Chefiado por Francisco Morato, o tradicional Partido Democrata  (PD) paulista apoiou a revolução de 30, inclusive com grande atuação conciliatória para impedir a programada batalha Itararé, na divisa com Estado do Paraná, que poderia, caso ocorresse, até impedir a marcha triunfante de Getúlio Vargas rumo ao palácio presidencial no Rio de Janeiro, mas, quando viu o sonho de uma nova república democrática transformar-se no pesadelo da ditadura do governo provisório, passou a defender a eclosão da guerra constitucionalista, aliando-se com o Partido Republicano Paulista (PRP).
     O ilustre escritor e promotor de justiça Ibrahim Nobre afirmou que “9 de Julho foi um treino para a apoteose e que um dia se tudo estivesse destruído e as gerações futuras vissem onde São Paulo foi, veriam o túmulo de uma geografia, com o epitáfio de estrelas: Aqui jaz um povo que não quis ser escravo”.
     A maioria dos vencidos, todo o gabinete do governador Pedro de Toledo, que comandou o governo durante a revolução, Ibrahim Nobre e os principais chefes militares, entre os quais o Cel. Euclides Figueiredo, foram hospitaleiramente recebidos, em exílio nas terras lusitanas, pela tradicional família portuguesa Coimbra da Luz em Lisboa (importadores do café paulista), onde permaneceram até o decreto de anistia em maio de 1934.
     Pode-se dizer que 9 de julho representará sempre um marco histórico da democracia, tanto é que, durante o regime ditatorial militar implantado em 1964, não era muito aceito pelos seus líderes, porque viam, com muita preocupação naquele evento, a lembrança de uma luta armada de ideologia liberal, que foi capaz de quebrar a unidade do exército brasileiro.  Exceção se faça, entretanto, ao último general que esteve no poder, João Batista Figueiredo, filho do Cel. Euclides, que, no comando da segunda região militar, teve grande atuação no conflito. Apesar de sempre comemorado festivamente, só se tornou feriado, no Estado de São Paulo, em 1997, por lei sancionada pelo governador Mário Covas, de autoria do deputado Guilherme Gianetti. 
Segundo afirmou o ilustre cientista político Paulo Sergio Pinheiro, numa entrevista ao famoso jornal “O Estado de São Paulo”, cujo diretor, na época, Júlio Mesquita Filho, participou intensamente no movimento revolucionário, “O constitucionalismo da revolução era uma autêntica expressão democrática, ainda que fosse exótico para época, mas se apresentava extremamente moderno”.

MATERIAL FORNECIDO:
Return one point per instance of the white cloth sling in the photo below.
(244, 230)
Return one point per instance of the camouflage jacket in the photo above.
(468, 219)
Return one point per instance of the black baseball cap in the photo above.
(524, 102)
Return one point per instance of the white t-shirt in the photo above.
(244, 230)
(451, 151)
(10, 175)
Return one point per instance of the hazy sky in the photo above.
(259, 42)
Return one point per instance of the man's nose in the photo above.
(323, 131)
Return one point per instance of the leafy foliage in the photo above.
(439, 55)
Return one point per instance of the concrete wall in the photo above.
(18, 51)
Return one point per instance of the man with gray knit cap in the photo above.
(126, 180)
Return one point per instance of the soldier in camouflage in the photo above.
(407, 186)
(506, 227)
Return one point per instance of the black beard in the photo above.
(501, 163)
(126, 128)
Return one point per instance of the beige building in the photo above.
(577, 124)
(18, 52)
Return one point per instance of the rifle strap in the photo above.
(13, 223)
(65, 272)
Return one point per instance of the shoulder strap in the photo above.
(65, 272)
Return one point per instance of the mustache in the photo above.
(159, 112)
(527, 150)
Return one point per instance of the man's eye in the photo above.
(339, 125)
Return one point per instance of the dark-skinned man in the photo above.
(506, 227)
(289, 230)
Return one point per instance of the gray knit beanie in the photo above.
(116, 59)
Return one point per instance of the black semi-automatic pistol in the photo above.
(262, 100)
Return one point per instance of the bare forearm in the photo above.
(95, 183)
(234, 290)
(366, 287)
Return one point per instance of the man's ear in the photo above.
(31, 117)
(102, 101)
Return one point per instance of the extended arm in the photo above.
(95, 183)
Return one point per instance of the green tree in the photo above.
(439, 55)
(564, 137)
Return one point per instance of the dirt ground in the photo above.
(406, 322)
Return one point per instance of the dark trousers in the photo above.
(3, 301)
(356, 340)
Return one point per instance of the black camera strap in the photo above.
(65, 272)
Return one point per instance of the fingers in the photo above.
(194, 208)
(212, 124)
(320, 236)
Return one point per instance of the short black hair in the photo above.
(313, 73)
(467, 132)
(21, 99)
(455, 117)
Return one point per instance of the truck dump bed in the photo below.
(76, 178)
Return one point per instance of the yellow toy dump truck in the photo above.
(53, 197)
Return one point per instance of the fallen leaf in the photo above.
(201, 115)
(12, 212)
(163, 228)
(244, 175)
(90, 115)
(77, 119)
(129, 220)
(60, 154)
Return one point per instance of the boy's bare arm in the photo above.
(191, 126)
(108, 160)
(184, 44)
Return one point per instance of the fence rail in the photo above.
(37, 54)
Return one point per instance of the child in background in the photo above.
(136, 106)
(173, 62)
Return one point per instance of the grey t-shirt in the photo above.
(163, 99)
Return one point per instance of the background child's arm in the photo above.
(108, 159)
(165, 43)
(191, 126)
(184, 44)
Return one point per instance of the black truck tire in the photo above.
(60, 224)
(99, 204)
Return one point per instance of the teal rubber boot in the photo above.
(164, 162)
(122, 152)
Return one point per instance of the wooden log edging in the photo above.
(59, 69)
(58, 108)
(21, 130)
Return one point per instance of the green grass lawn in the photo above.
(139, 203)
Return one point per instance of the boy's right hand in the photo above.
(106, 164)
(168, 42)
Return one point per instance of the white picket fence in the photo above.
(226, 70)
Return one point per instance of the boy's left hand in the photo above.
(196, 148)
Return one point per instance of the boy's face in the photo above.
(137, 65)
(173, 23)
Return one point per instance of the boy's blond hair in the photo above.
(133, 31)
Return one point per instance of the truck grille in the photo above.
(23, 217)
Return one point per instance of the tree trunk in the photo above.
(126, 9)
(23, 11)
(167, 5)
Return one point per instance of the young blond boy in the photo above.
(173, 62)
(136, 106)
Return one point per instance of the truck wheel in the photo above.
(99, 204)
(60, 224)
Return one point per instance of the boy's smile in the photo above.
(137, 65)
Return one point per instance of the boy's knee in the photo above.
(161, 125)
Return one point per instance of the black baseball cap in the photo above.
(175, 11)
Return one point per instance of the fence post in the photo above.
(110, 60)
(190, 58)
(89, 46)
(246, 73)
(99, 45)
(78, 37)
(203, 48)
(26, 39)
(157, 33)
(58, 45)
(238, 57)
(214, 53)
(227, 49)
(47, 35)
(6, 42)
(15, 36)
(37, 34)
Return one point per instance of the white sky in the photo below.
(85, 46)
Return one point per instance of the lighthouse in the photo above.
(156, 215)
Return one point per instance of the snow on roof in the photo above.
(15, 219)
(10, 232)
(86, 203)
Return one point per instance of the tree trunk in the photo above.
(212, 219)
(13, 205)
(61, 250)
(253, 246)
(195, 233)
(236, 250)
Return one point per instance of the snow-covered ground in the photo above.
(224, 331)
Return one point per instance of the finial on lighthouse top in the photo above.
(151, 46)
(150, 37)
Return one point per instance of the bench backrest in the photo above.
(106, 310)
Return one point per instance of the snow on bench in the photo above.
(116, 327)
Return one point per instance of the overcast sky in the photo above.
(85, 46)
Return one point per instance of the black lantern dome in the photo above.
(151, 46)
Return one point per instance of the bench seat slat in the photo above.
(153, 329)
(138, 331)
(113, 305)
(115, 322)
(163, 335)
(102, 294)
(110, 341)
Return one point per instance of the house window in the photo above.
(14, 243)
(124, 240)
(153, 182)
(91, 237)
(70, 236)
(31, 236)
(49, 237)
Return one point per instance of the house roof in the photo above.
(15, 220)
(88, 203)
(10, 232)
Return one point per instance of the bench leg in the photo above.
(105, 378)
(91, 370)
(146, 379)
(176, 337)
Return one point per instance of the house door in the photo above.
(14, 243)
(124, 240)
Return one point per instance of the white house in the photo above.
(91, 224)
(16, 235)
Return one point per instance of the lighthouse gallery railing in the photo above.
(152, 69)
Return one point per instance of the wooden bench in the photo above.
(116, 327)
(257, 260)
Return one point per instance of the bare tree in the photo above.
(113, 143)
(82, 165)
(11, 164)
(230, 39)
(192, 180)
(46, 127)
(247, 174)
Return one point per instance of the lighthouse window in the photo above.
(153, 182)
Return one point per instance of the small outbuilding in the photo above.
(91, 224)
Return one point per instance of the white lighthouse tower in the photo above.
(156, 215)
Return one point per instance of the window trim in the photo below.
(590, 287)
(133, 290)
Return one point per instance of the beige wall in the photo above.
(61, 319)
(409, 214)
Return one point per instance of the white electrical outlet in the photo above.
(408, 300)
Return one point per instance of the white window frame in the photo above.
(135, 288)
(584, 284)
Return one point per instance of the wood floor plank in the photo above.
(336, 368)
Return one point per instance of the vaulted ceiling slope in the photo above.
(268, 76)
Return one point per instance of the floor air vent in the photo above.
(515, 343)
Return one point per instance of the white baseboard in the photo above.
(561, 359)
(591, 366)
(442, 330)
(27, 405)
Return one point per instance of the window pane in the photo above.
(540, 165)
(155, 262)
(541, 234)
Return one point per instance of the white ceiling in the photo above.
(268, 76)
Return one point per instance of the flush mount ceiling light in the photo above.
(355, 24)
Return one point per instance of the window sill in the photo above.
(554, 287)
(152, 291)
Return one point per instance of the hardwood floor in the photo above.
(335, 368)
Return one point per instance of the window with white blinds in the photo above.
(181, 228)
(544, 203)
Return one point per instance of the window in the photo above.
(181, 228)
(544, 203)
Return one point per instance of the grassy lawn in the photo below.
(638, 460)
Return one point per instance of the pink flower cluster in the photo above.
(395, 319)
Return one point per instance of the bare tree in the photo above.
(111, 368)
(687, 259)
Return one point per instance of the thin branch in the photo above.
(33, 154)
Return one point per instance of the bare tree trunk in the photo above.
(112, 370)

ATIVIDADE A: Reproduza fielmente, do texto sobre a revolução constitucionalista paulista, todo o trecho que vai de "Chefiado por Francisco" até "Republicano Paulista (PRP).".
ATIVIDADE B: Redija a parte seguinte do texto sobre a revolução constitucionalista paulista, a partir da última frase apresentada.

RESULTADO DA TAREFA A:
Chefiado por Francisco Morato, o tradicional Partido Democrata  (PD) paulista apoiou a revolução de 30, inclusive com grande atuação conciliatória para impedir a programada batalha Itararé, na divisa com Estado do Paraná, que poderia, caso ocorresse, até impedir a marcha triunfante de Getúlio Vargas rumo ao palácio presidencial no Rio de Janeiro, mas, quando viu o sonho de uma nova república democrática transformar-se no pesadelo da ditadura do governo provisório, passou a defender a eclosão da guerra constitucionalista, aliando-se com o Partido Republicano Paulista (PRP).

RESULTADO DA TAREFA B:
O grande memorial da revolução (Cruzes Paulistas) contém um elevado número de pessoas ilustres apreciando a causa revolucionária de São Paulo como o maior acontecimento cívico de sua história. O ilustre ex-presidente JK, construtor de Brasília, que esteve nos combates em defesa do governo provisório, como oficial médico da Força Pública de Minas Gerais, em cujas trincheiras atenuava a luta armada com a canção Lua Branca, de Chiquinha Gonzaga, proclamou, na década de 1950: “ A Revolução Constitucionalista aberta em São Paulo a 9 de julho de 1932 é um acontecimento que já atravessou as portas do tempo comum para penetrar na perenidade da história. Foi uma daquelas causas pelas quais os homens podem viver com dignidade e   morrer com grandeza” (Jeziel- obra citada).
Segundo o referido Jeziel, na mencionada obra, “por ter sido um movimento liberal democrático, com participação até mesmo da classe operária, os intelectuais da direita e da esquerda preferem manter suas convicções de acordo com os vencedores do conflito”, numa visão divorciada da realidade da heroica luta do povo paulista—a brava gente de Piratininga que não quis ser escrava, no dizer de Ibrahim Nobre.
Vivaldo Jorge de Araújo, ex-professor de História e Língua Portuguesa do Lyceu de Goiânia, é escritor e procurador de justiça aposentado do Ministério Público do Estado de Goiás, Brasil.